■ EXERCISE REQUIREMENTS ■
Copy out the records word for word, from the line containing "Question. Provide a point on each instance of the paved" through the line containing "x=155, y=290", both included.

### SUPPLIED RECORDS ###

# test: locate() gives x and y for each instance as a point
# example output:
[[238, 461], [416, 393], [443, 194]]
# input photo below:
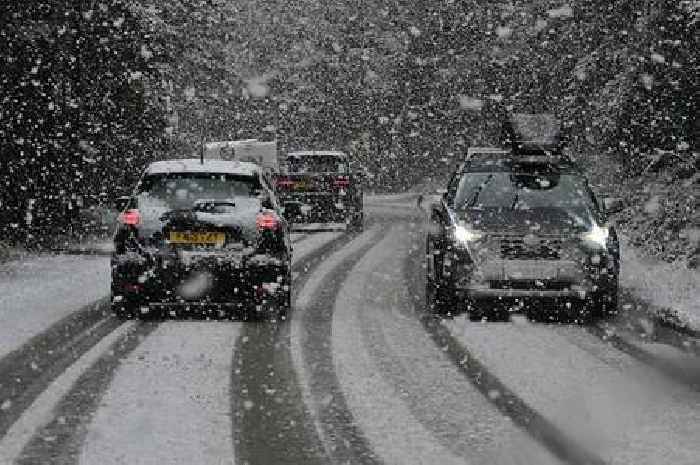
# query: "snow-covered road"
[[360, 374]]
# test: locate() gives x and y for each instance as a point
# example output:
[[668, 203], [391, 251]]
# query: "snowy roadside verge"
[[37, 291], [671, 289]]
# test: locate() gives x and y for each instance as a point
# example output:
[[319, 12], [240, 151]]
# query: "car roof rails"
[[533, 136]]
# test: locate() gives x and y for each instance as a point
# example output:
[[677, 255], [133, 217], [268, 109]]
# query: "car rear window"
[[183, 190]]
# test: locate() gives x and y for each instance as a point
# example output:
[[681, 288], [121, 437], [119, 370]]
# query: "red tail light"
[[266, 221], [131, 217], [284, 183], [341, 182]]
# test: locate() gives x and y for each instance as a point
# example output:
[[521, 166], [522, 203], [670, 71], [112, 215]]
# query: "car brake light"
[[266, 221], [284, 183], [131, 217], [341, 182]]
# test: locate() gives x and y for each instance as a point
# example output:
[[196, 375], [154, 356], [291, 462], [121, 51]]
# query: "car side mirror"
[[122, 202], [436, 213], [613, 204]]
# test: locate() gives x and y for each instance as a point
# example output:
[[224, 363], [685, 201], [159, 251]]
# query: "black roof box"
[[532, 134]]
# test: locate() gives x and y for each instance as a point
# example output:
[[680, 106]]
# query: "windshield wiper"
[[475, 196]]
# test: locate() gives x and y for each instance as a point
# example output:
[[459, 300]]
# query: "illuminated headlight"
[[597, 237], [464, 236]]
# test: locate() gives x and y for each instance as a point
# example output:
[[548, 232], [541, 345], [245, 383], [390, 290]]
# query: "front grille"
[[518, 248]]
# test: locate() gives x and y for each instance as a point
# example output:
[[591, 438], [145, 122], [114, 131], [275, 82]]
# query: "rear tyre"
[[440, 299], [125, 309], [357, 222], [605, 303], [487, 310]]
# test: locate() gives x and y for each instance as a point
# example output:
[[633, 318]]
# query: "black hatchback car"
[[202, 236], [521, 231]]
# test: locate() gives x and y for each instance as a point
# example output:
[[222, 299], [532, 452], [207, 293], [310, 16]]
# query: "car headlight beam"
[[464, 236]]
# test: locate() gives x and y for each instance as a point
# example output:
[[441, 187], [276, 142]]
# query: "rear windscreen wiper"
[[475, 196]]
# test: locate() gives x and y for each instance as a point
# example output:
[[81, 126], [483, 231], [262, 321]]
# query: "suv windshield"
[[523, 191], [317, 164], [183, 190]]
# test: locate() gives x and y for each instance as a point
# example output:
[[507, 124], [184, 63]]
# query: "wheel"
[[357, 222], [489, 310], [125, 309], [440, 299]]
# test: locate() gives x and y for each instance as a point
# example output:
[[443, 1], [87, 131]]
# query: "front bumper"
[[529, 279]]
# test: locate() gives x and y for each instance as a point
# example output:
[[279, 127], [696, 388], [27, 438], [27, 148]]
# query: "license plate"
[[205, 238], [524, 269]]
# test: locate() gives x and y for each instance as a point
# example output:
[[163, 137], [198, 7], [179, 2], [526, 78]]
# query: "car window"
[[522, 191], [183, 190]]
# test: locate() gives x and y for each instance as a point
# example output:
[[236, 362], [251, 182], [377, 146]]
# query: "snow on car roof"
[[194, 165], [486, 150], [308, 153]]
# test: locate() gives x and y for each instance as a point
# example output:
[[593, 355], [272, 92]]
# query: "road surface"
[[359, 374]]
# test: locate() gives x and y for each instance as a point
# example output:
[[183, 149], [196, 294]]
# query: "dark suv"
[[514, 231], [204, 236]]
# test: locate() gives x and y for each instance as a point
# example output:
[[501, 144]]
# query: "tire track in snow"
[[168, 402], [59, 441], [270, 424], [27, 371], [414, 406], [311, 333], [688, 375], [541, 429]]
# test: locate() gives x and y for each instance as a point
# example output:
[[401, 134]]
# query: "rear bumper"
[[320, 207], [207, 283]]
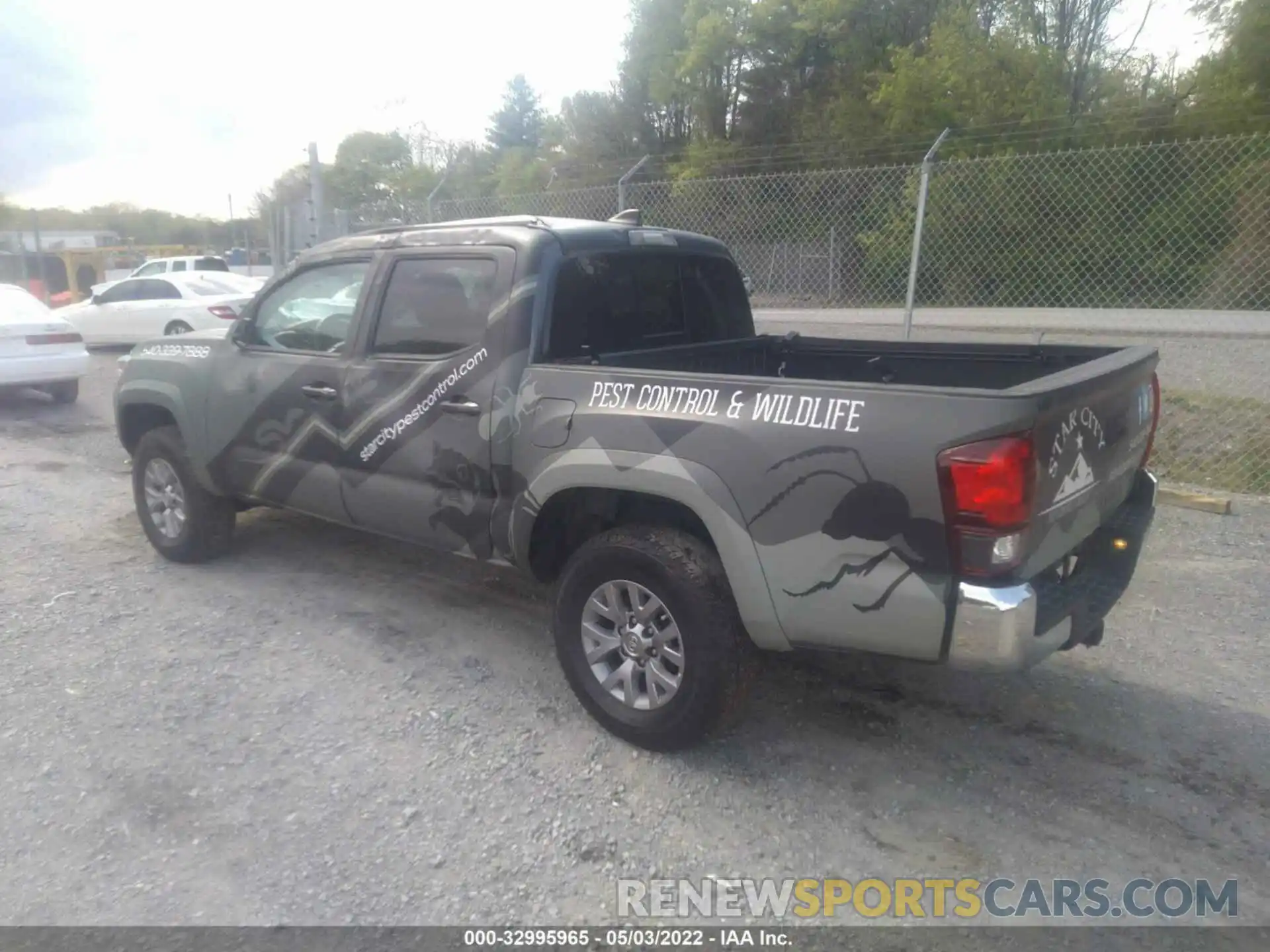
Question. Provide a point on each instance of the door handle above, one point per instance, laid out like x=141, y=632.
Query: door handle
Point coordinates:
x=461, y=405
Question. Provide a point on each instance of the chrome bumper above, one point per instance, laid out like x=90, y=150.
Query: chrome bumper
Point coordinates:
x=995, y=629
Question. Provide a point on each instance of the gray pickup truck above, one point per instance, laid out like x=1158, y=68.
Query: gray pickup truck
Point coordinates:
x=588, y=401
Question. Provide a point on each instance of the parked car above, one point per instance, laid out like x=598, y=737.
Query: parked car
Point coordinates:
x=185, y=263
x=136, y=309
x=588, y=401
x=157, y=267
x=38, y=348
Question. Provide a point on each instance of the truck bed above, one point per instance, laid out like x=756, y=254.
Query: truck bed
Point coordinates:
x=905, y=364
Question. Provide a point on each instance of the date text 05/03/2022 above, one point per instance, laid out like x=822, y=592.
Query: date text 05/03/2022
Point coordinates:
x=767, y=407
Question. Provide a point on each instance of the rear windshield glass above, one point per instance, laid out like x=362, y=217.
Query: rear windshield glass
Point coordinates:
x=206, y=286
x=636, y=300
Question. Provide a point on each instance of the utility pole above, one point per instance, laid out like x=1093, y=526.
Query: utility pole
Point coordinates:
x=317, y=200
x=40, y=257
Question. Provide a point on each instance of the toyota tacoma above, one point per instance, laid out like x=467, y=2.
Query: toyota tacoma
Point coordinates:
x=589, y=403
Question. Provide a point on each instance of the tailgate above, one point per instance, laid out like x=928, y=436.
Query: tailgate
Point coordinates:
x=1091, y=438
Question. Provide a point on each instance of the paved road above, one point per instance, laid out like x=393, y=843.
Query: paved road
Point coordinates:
x=1113, y=321
x=324, y=728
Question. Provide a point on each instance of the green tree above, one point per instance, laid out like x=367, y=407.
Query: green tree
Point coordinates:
x=519, y=124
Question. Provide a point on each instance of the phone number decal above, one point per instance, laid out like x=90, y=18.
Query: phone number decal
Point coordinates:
x=175, y=350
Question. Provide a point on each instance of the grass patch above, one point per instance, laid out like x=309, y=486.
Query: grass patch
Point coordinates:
x=1220, y=442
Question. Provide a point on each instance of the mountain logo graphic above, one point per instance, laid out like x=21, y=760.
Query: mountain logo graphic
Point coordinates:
x=1080, y=479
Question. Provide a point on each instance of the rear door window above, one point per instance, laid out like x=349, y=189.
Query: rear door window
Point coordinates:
x=435, y=306
x=155, y=290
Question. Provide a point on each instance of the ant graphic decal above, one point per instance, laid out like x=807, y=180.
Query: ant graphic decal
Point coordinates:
x=875, y=512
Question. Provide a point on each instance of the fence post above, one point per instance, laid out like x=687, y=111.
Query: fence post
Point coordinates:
x=433, y=194
x=624, y=179
x=915, y=262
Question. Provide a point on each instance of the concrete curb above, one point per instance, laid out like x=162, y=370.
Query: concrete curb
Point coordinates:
x=1193, y=500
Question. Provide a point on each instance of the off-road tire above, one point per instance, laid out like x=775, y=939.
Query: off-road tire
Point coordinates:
x=64, y=391
x=208, y=527
x=719, y=656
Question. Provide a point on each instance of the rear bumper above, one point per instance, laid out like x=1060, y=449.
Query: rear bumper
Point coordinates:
x=42, y=368
x=1011, y=627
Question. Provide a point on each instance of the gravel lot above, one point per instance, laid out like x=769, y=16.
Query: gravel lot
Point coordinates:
x=325, y=728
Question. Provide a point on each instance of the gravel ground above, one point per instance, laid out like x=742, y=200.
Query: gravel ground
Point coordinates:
x=325, y=728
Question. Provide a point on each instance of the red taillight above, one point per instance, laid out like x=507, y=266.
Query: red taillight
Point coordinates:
x=988, y=493
x=67, y=338
x=1155, y=418
x=990, y=484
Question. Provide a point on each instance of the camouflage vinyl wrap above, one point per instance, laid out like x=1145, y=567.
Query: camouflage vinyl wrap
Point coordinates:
x=822, y=498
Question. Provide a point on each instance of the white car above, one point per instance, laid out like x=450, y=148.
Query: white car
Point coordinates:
x=38, y=348
x=161, y=267
x=139, y=309
x=189, y=263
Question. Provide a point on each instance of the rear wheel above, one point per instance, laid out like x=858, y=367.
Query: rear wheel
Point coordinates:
x=650, y=636
x=65, y=391
x=183, y=521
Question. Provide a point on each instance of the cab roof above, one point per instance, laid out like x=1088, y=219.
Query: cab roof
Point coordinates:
x=516, y=230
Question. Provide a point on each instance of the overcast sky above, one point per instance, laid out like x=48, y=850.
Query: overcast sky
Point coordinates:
x=178, y=106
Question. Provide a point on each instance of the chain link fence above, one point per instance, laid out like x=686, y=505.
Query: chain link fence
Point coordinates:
x=1164, y=243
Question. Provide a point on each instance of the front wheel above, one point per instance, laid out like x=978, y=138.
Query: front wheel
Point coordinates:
x=650, y=636
x=183, y=521
x=65, y=391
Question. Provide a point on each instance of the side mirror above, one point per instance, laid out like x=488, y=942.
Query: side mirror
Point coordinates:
x=238, y=333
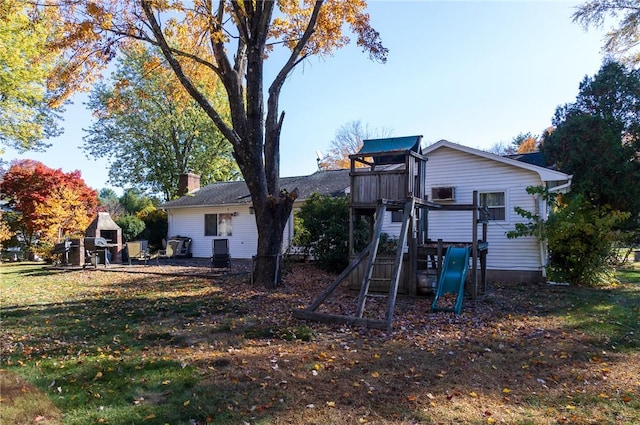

###

■ FULL OUTPUT ■
Question. Provide a point on each instance of the paved road above, one point per instance, laid out like x=393, y=843.
Query: paved road
Point coordinates:
x=1113, y=321
x=324, y=728
Question. Provide a point on each instance of the green tree above, one point per instance, laid out like x=367, y=407.
Query: green tree
Point coordinates:
x=519, y=124
Question. Provide a point on each instance of the phone number decal above, one point per instance, laid out like x=90, y=18.
Query: phone number decal
Point coordinates:
x=175, y=350
Question. Provide a point on each instance of the grass patch above, one point per instance, laid out like x=309, y=486.
Query: grass patch
Point coordinates:
x=1220, y=442
Question. Provide a point on each instance of the mountain logo graphic above, one point per instance, laid out like x=21, y=760.
Query: mountain logo graphic
Point coordinates:
x=1080, y=479
Question. Provide a point on each instance of the rear door window above, one point per instance, laid out like x=349, y=189.
Query: rear door window
Point coordinates:
x=435, y=306
x=155, y=290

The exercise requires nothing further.